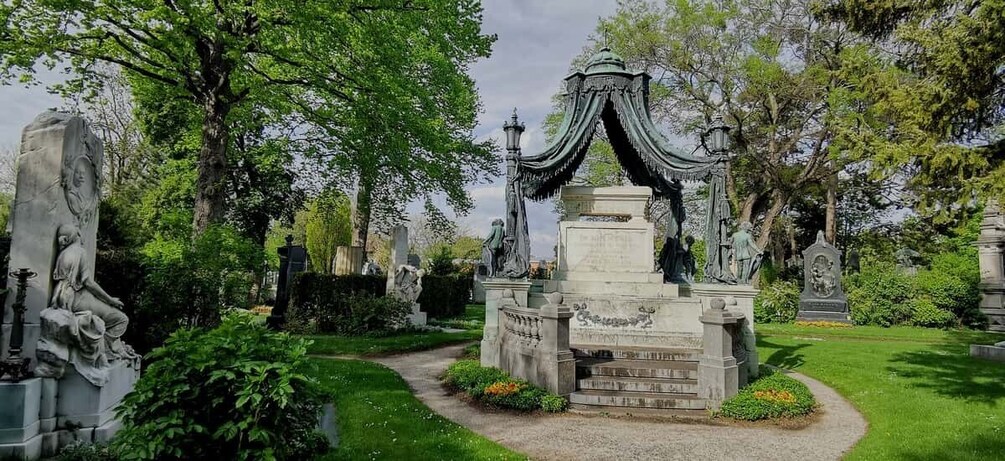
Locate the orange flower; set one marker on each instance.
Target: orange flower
(772, 395)
(504, 388)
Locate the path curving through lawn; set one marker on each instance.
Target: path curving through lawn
(580, 437)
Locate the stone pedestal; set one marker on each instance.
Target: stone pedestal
(719, 377)
(739, 299)
(991, 248)
(495, 288)
(399, 254)
(19, 425)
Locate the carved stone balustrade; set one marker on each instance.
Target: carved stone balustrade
(534, 344)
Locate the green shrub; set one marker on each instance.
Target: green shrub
(777, 302)
(354, 315)
(772, 395)
(925, 312)
(189, 283)
(445, 296)
(82, 451)
(472, 352)
(494, 387)
(879, 294)
(236, 392)
(554, 404)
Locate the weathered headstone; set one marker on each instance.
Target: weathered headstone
(72, 328)
(822, 297)
(292, 259)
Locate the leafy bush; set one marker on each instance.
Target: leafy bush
(778, 301)
(445, 296)
(236, 392)
(82, 451)
(353, 314)
(772, 395)
(441, 261)
(925, 312)
(189, 283)
(494, 387)
(554, 404)
(879, 294)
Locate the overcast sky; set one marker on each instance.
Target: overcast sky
(538, 40)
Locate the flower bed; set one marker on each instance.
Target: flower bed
(772, 396)
(494, 387)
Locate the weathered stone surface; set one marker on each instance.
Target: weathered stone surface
(58, 182)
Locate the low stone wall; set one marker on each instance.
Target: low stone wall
(534, 344)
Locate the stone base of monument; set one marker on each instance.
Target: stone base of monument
(823, 310)
(417, 317)
(19, 425)
(994, 353)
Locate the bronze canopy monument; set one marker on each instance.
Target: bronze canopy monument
(607, 328)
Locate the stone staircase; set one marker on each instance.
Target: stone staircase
(637, 381)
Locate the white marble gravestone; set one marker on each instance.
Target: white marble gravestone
(58, 184)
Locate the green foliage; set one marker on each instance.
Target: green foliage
(445, 296)
(329, 226)
(554, 404)
(777, 302)
(772, 395)
(925, 312)
(878, 295)
(494, 387)
(236, 392)
(83, 451)
(471, 377)
(351, 314)
(189, 283)
(441, 261)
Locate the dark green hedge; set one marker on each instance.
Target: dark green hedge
(445, 296)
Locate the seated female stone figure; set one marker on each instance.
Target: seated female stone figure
(76, 290)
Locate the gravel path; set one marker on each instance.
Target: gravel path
(581, 437)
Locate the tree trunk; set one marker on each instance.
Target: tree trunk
(361, 217)
(830, 223)
(778, 203)
(210, 194)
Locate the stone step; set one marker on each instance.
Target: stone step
(637, 400)
(588, 368)
(646, 385)
(636, 354)
(637, 412)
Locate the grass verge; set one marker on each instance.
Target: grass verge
(380, 419)
(922, 393)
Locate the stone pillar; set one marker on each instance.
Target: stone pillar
(741, 300)
(58, 182)
(556, 363)
(348, 260)
(494, 288)
(399, 254)
(991, 247)
(718, 374)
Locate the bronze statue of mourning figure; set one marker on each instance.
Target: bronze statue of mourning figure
(492, 248)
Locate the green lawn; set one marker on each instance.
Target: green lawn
(380, 419)
(924, 397)
(331, 344)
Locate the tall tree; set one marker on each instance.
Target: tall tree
(953, 101)
(785, 80)
(305, 59)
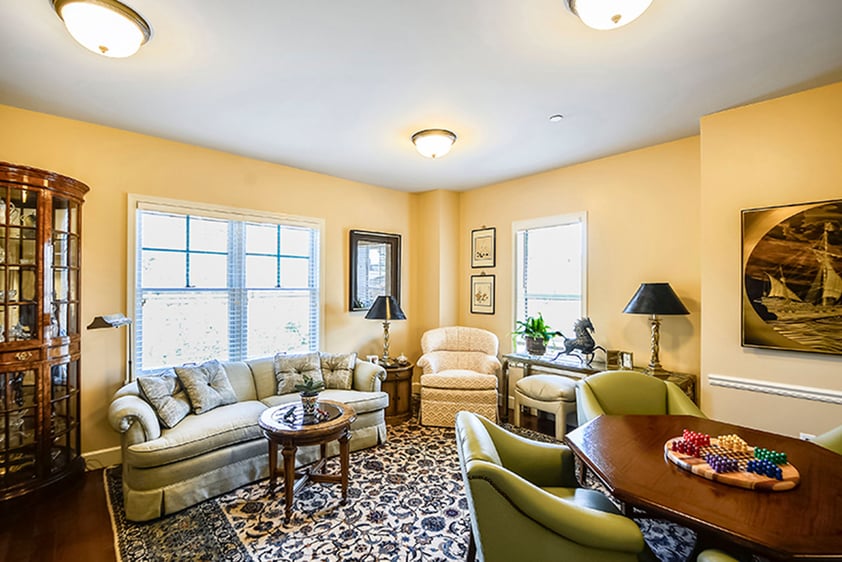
########################################
● Directions for this task
Repeat, word for word and with no pictures, only the lines running from the beginning of the data to the line that contains "Locate the stone base".

● Task output
Locate the orange flower; set one marker on each instance.
Target: orange flower
(772, 395)
(504, 388)
Locate the path curving through lawn; set one marker on each instance.
Target: path curving through lawn
(580, 437)
Locate the stone pedestal; set one marker on each instance.
Target: stone pedestal
(719, 377)
(739, 299)
(991, 248)
(495, 288)
(399, 254)
(19, 425)
Locate the carved stone balustrade; set one marker on each instance.
Target: carved stone balustrade
(534, 344)
Locate the green shrub; set one marker on each instance.
Target: green shrub
(777, 302)
(354, 315)
(772, 395)
(925, 312)
(189, 283)
(445, 296)
(82, 451)
(472, 352)
(494, 387)
(879, 294)
(236, 392)
(554, 404)
Locate the weathered headstone; set one marker on each instance.
Target: weathered headstone
(72, 328)
(822, 297)
(292, 259)
Locate the leafy bush; set one marker on each instance.
Target: leafy bush
(778, 301)
(445, 296)
(236, 392)
(82, 451)
(353, 314)
(772, 395)
(441, 261)
(925, 312)
(189, 283)
(494, 387)
(554, 404)
(879, 294)
Locate the overcast sky; set one marker on each instance.
Target: overcast sky
(538, 40)
Locate the flower bed; set one marker on each instance.
Target: flower bed
(772, 396)
(494, 387)
Locate the weathered stone surface; set one marker on each instance.
Target: weathered stone surface
(58, 182)
Locate the low stone wall; set one marker on each instance.
Target: low stone wall
(534, 344)
Locate the stone base of monument; set one marker on each instance.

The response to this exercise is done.